[Start of Attachment]

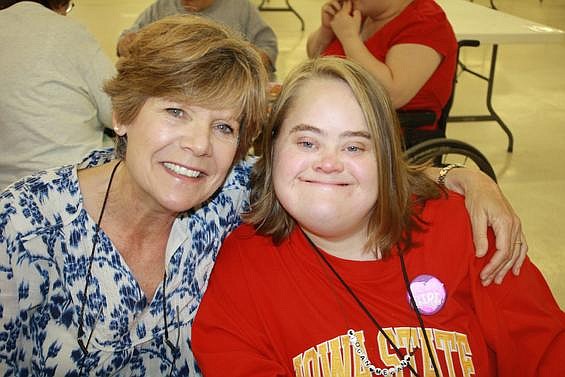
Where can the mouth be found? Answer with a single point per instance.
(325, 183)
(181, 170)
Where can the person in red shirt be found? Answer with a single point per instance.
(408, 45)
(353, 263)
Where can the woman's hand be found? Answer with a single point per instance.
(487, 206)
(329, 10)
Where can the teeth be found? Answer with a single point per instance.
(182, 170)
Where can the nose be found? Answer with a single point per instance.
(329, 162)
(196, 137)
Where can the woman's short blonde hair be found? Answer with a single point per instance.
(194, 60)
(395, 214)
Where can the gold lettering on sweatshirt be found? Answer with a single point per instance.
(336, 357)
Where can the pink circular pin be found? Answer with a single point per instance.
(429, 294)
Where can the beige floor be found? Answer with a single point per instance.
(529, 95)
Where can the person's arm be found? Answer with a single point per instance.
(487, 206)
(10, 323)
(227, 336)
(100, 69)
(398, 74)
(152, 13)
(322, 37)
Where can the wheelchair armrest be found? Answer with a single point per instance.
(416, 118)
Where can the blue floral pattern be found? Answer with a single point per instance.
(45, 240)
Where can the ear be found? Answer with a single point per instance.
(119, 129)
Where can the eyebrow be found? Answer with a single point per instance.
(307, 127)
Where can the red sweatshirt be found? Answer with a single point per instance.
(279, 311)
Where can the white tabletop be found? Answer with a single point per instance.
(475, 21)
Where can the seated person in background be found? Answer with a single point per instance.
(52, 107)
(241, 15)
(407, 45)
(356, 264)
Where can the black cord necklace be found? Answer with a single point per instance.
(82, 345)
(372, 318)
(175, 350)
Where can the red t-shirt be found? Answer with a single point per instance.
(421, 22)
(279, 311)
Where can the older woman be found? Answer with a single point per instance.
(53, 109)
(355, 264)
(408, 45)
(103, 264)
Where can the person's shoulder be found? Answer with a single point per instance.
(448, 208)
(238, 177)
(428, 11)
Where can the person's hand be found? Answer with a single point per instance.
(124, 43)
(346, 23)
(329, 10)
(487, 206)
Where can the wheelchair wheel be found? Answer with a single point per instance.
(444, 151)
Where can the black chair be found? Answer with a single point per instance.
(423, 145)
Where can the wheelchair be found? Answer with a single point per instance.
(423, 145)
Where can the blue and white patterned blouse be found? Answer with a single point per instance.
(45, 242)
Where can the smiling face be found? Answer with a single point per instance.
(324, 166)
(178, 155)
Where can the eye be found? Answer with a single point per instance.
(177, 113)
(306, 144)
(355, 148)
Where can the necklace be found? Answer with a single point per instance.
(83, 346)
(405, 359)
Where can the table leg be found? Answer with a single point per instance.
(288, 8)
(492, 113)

[End of Attachment]
[Start of Attachment]

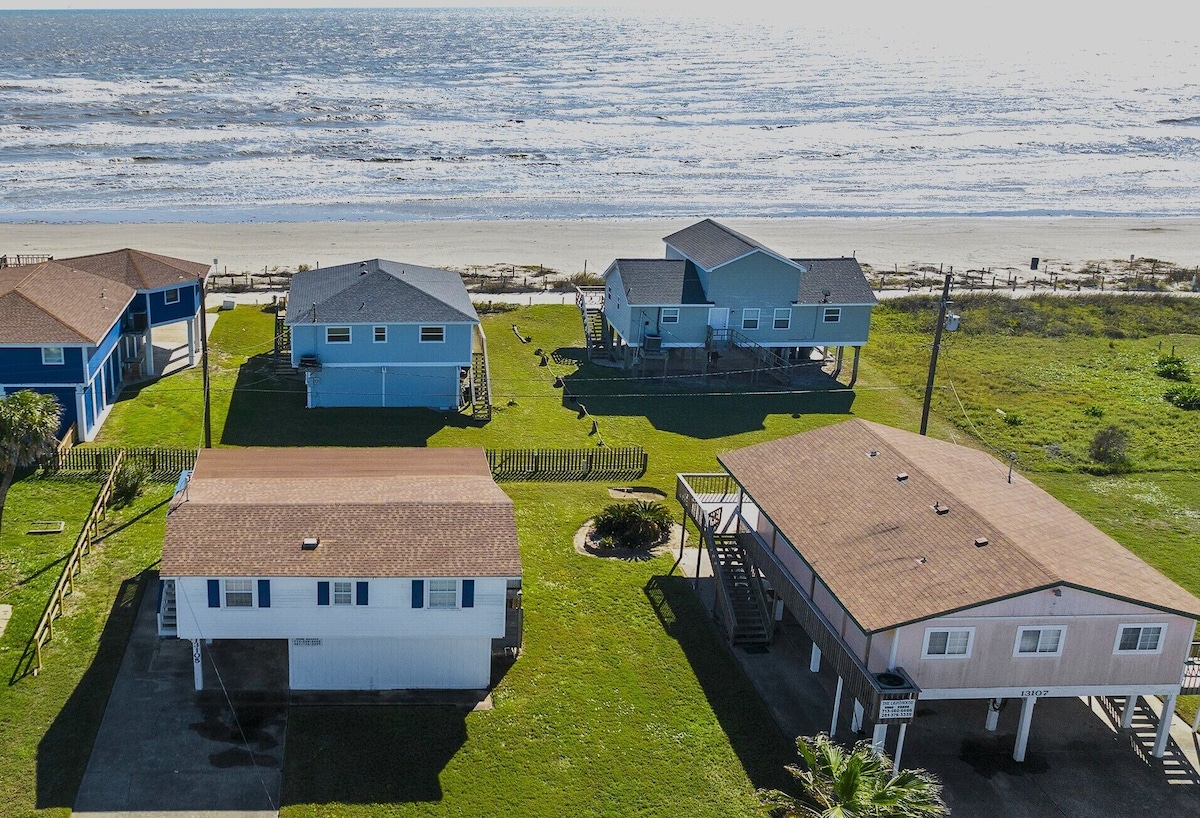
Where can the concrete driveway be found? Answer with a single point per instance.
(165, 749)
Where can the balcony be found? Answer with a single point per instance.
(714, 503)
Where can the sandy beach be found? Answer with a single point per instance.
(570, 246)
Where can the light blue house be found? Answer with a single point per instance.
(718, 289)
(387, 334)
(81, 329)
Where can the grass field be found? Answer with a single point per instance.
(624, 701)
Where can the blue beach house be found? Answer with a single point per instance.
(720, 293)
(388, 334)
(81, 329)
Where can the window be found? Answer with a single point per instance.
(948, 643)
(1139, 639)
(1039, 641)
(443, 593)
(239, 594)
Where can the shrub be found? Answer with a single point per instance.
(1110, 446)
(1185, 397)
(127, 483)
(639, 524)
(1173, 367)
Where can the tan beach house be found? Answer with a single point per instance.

[End of Attachment]
[Start of Attachment]

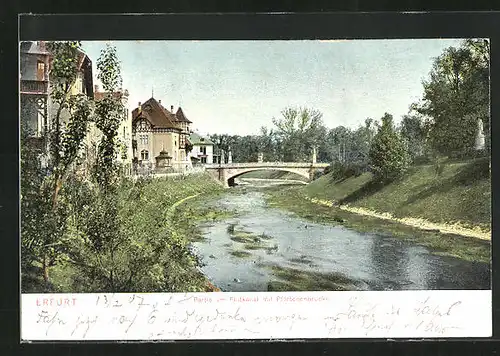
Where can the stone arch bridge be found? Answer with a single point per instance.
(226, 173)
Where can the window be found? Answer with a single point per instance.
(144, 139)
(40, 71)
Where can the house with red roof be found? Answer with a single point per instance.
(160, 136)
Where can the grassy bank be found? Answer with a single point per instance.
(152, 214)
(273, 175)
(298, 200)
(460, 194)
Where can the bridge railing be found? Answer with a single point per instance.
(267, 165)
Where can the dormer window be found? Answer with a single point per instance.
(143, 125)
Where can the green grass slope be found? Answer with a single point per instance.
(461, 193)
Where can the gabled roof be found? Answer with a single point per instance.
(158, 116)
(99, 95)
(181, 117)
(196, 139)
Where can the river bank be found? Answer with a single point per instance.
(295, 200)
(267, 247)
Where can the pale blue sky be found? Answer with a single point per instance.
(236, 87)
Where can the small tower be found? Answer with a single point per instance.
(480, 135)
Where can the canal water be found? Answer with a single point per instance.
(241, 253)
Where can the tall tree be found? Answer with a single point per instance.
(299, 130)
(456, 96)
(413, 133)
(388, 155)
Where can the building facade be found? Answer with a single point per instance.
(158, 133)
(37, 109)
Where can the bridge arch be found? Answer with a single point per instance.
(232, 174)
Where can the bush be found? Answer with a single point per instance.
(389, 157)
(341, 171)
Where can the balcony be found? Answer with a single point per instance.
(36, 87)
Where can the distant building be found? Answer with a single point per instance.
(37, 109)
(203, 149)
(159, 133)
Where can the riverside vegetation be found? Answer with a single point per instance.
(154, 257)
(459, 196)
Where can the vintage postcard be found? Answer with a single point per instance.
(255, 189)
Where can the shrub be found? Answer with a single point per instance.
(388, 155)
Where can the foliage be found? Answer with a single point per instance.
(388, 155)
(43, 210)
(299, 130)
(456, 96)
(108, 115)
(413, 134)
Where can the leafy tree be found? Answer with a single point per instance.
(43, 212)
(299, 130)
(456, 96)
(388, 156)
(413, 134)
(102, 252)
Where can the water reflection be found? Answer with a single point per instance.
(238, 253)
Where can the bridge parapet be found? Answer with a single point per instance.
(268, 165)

[End of Attachment]

Taking the entries above, write out exactly the lines starting with the line containing "Where can the concrete" and going on through the line containing "Where can the tan", both included, and nothing else.

- _EXERCISE SOLUTION_:
Where can the concrete driveway be found? Answer with a single point per instance.
(165, 749)
Where can the balcony be found? Answer with a single point per instance.
(714, 503)
Where can the sandy beach be found? Answer with a single point per instance.
(570, 246)
Where can the light blue house be found? Answer with a single point per instance.
(718, 289)
(387, 334)
(81, 329)
Where can the grass field be found? Answer with a single point per instance.
(624, 701)
Where can the blue beach house be found? Answer with a single point per instance.
(720, 293)
(388, 334)
(81, 329)
Where can the window be found? Answer with a single point per instance.
(948, 643)
(1139, 639)
(1039, 641)
(443, 593)
(239, 594)
Where can the shrub be found? Answer with a single point per instance.
(1110, 446)
(1185, 397)
(127, 483)
(639, 524)
(1173, 367)
Where can the tan beach house be found? Answer with a single point per instance.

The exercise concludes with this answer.